■ AIM OF THE TASK
Restate the data below word for word. Leave the images out.

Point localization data
%%
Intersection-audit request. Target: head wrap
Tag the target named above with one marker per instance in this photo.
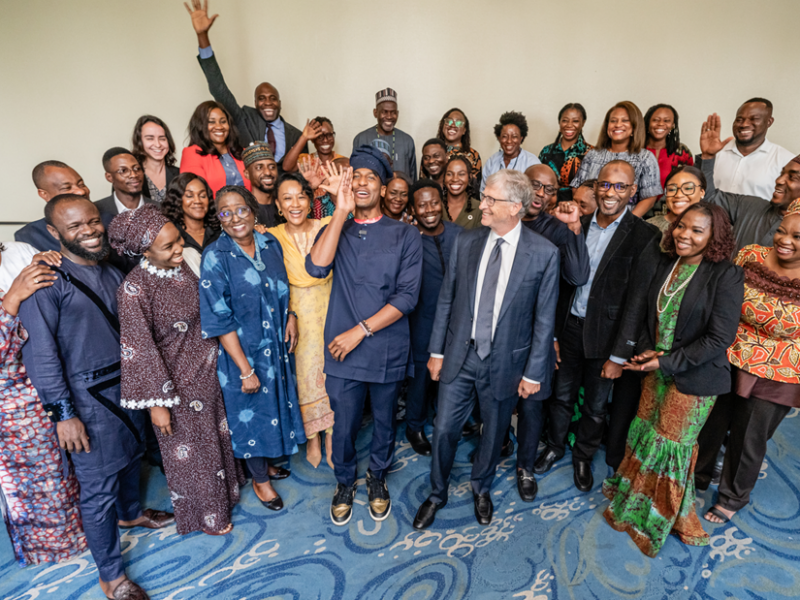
(134, 231)
(255, 152)
(368, 157)
(386, 95)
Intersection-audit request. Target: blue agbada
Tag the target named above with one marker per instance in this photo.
(251, 297)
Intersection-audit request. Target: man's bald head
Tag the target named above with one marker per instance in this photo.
(268, 101)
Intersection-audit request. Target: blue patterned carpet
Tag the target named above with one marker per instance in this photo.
(558, 547)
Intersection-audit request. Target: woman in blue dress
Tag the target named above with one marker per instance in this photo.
(244, 301)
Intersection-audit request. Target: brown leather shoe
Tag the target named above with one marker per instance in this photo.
(154, 519)
(128, 590)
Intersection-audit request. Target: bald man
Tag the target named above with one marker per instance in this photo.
(260, 124)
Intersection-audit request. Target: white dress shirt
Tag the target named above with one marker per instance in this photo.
(751, 175)
(121, 208)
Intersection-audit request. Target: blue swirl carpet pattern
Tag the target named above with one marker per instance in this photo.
(558, 547)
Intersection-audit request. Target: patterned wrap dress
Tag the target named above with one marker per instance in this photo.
(38, 485)
(251, 297)
(308, 297)
(166, 362)
(652, 493)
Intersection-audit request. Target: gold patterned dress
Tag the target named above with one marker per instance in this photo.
(308, 297)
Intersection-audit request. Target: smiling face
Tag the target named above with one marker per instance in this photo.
(268, 102)
(452, 131)
(293, 202)
(570, 125)
(677, 194)
(166, 252)
(218, 127)
(692, 235)
(154, 141)
(386, 113)
(786, 241)
(434, 158)
(661, 123)
(751, 124)
(510, 141)
(395, 198)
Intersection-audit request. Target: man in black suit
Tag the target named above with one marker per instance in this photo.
(492, 335)
(589, 321)
(260, 124)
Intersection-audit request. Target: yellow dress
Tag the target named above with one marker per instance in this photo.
(308, 297)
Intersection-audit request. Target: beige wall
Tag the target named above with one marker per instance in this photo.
(76, 74)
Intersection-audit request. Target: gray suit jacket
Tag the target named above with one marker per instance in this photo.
(523, 338)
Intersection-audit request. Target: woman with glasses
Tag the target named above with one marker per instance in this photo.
(622, 137)
(244, 301)
(454, 131)
(564, 155)
(511, 131)
(214, 152)
(684, 186)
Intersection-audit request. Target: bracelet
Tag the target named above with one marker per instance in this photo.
(366, 328)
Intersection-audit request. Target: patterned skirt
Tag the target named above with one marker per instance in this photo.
(652, 493)
(41, 492)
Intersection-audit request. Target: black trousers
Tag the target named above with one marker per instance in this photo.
(753, 423)
(575, 371)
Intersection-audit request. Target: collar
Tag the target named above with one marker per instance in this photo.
(511, 238)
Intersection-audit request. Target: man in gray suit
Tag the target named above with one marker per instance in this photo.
(492, 336)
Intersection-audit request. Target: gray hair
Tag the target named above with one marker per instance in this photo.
(516, 187)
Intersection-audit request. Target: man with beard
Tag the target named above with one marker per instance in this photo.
(748, 163)
(437, 237)
(398, 144)
(376, 275)
(262, 123)
(262, 171)
(589, 320)
(73, 360)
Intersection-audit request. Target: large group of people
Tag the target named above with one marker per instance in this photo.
(260, 298)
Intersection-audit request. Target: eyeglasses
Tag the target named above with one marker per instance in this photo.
(607, 185)
(125, 171)
(490, 201)
(548, 189)
(242, 212)
(687, 189)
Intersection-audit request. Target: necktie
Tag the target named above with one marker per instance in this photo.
(271, 138)
(483, 328)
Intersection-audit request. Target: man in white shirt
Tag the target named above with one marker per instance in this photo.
(749, 163)
(492, 336)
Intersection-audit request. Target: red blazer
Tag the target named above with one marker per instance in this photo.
(208, 167)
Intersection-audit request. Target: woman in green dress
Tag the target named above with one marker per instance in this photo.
(684, 317)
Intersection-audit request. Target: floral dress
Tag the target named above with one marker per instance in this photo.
(652, 493)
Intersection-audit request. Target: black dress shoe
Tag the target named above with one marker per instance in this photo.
(483, 508)
(526, 485)
(419, 442)
(583, 475)
(281, 473)
(426, 514)
(545, 461)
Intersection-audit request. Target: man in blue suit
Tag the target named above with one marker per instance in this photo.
(492, 336)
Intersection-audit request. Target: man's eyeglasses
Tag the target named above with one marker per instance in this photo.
(548, 189)
(687, 189)
(242, 212)
(490, 201)
(607, 185)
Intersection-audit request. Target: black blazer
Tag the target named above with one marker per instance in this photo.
%%
■ EXPECTED ANSWER
Intersection-audit request. Target: head wrap
Tag the target named above with one marker per instance in this photo.
(134, 231)
(255, 152)
(368, 157)
(386, 95)
Intersection-audit request. Target: blue agbada
Tag the target named above with one marker per instance in this photo.
(251, 297)
Intersection-audit request. Target: man's bald head
Tag the target named above with one marker per instance in this photo.
(268, 101)
Intersection-audit request. Target: blue patterned carpet
Tag the target named above with one marker per instance in this photo.
(558, 547)
Intersection-audit request. Target: woman in blue dress
Tag the target named above with one marker per instance in this photo.
(244, 301)
Intersection-audit request. Target: brown leather shoe
Tag the target named above with one marker per instance in this photo.
(154, 519)
(128, 590)
Intersection-audit request. Target: bald man
Tag the target named above with one marker per instance in this photo.
(260, 124)
Intersection-audit request. Target: white dress shirt
Tag the target named above with one marker per instance in this photo.
(751, 175)
(121, 208)
Intersection-audit request. Target: blue swirl carpet pattern
Tag the target named above with one marker per instance in this photo.
(558, 547)
Intersection-audit request. Target: patterned wrap dress
Tag the target named above with one marker per instance in this photo.
(38, 485)
(251, 297)
(308, 297)
(166, 362)
(652, 493)
Intersection-audit request. Target: gold patterned dress
Tag the target named above with one marker per instance in this photo.
(308, 297)
Intersection-audit request. Target: smiling face
Tag the target named above with one marker per instance in this photo.
(268, 102)
(452, 131)
(293, 202)
(570, 125)
(677, 194)
(166, 252)
(218, 127)
(692, 235)
(154, 141)
(386, 113)
(786, 241)
(434, 158)
(661, 123)
(751, 124)
(510, 141)
(395, 198)
Intersection-audit request. Target: man in black suit
Tag the target named above with one marker per instance in this photo.
(492, 335)
(589, 321)
(260, 124)
Intersection-audit request. Target: yellow dress
Tag the target named above with one marker per instance in this photo.
(308, 297)
Intersection-audit request. Target: beige wall
Tag the target named above with one marker per instance in this photo.
(76, 74)
Intersection-audit request. Target: gray suit jacket
Tag the target named above with one marker per instance in this photo.
(523, 338)
Intersection-audit request. Target: woman with glasses
Tag the target named above with one marker per instance in this photo.
(622, 137)
(244, 301)
(454, 131)
(564, 155)
(511, 131)
(214, 152)
(684, 186)
Intersection-audit request. Target: bracelet
Tag the target named above with one marker per instance in this photo.
(366, 328)
Intersection-audit request. Target: patterned skirt
Tag the target named above with one marker per instance in this photo.
(652, 493)
(41, 492)
Intersection-audit request. Target: black trousers
Tag the target named above with one marker per instance in this photo.
(753, 423)
(575, 371)
Intersection-audit request. Target: collar
Tag the target named above with one marker per instance in this photo.
(511, 238)
Intersection-audit request. Target: man in gray suit
Tag the target named above with one marker per instance in this photo.
(492, 336)
Intersection-audit request. Target: gray hair
Tag the target named above with one marker per instance in this photo.
(516, 187)
Intersection-audit request. Target: man with beard
Tag the target named above with one marker per instance in this photo.
(748, 163)
(437, 237)
(398, 144)
(376, 275)
(262, 123)
(262, 171)
(589, 320)
(73, 360)
Intersection-audit request. Target: large group of people
Tag the target named above with one marker per instance in this photo.
(260, 298)
Intersection-audit request. Target: eyeglasses
Tag the target named above with one marker per instance in this photo.
(607, 185)
(125, 171)
(490, 201)
(548, 189)
(242, 212)
(687, 189)
Intersection-audit request. Target: necktie
Tag the target named above with one marker per instance in this photo.
(271, 138)
(483, 328)
Intersection-audit request. Target: man in white shirt
Tag the target named above with one marker per instance in this photo.
(749, 163)
(492, 336)
Intersection-audit request. Target: red blazer
Tag the target named above with one marker per instance in this photo.
(208, 167)
Intersection-audit request. Target: woman in green dress
Tag the target named above with one marker per instance in this photo.
(684, 317)
Intersection-audit request. Target: floral dress
Tag the target named above with one marker per instance in this photo.
(652, 493)
Intersection-audit request. Target: black dress shoe
Tag the target named above with one marker per instance in this photo.
(483, 508)
(526, 485)
(419, 442)
(583, 475)
(281, 473)
(426, 514)
(545, 461)
Intersection-audit request. Target: man in blue suit
Tag the target named above with one marker per instance in this photo.
(492, 336)
Intersection-audit request. Target: man's eyeglasses
Tag the target named above with one marker per instance in this photo.
(548, 189)
(687, 189)
(242, 212)
(490, 201)
(607, 185)
Intersection-audit request. Target: black blazer
Tag the target named above with one marker per instance in this photo.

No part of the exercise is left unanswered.